◆ Excerpted passage
——————————
With my unit being 16 SEER and already installed, I know they won't upgrade. And with it looking like they cost $9K or more, I may just have to find another way to optimize based on what I have. Ugh.



> Conditioned attics: A conditioned attic is one where the attic is inside the insulated envelope of the house. So, for example, if your insulation is in the rafter bays in the attics, then your attic is "inside" the insulated envelope of the house, and thus "conditioned." In a typical unconditioned attic, temps in the summer in the south can easily be 120F+. So running ductwork through unconditioned attic space can lead to pretty big inefficiencies (even w/insulated ductwork). By making the attic conditioned space, your attic will stay within a few degrees of the rest of your house. In my house, I then had them (though you could do it yourself really easily) put one small register in the attic to help control humidity. My attic stays in the 70s winter and summer w/almost no heating/cooling cost.


Would conditioned attics be when people get foam encapsulation in the roof decking? I am attaching a photo of what I believe in foam encapsulation...or what you're calling a conditioned attic.





> Insulation: I'd probably just ask what their standard insulation package is and ask if there are any options. If you can get a list of what the different options are, I'm sure folks can give feedback. I'm no building professional...but it is a bit of a hobby of mine. Ha.


I appreciate everything you and everyone is sharing.

I don't know what the best options are for me, given that I can't make the best changes pre-drywall.


----------



## Ware

Unfortunately to @BobLovesGrass and @corneliani's point, some of these upgrades would need to have been worked out prior to signing a contract for the plans and specs you were provided. Changing now would be sort of like ordering an F-150 XLT from the factory and then deciding halfway through the build that you really wanted the King Ranch trim package.
——————————
◆ Provided material
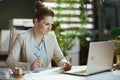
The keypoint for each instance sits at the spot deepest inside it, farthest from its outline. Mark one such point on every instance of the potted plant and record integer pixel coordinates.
——————————
◆ What is asked
Could you give back the forum thread's wording verbatim, from "With my unit" up to and including "I have. Ugh."?

◆ Complete answer
With my unit being 16 SEER and already installed, I know they won't upgrade. And with it looking like they cost $9K or more, I may just have to find another way to optimize based on what I have. Ugh.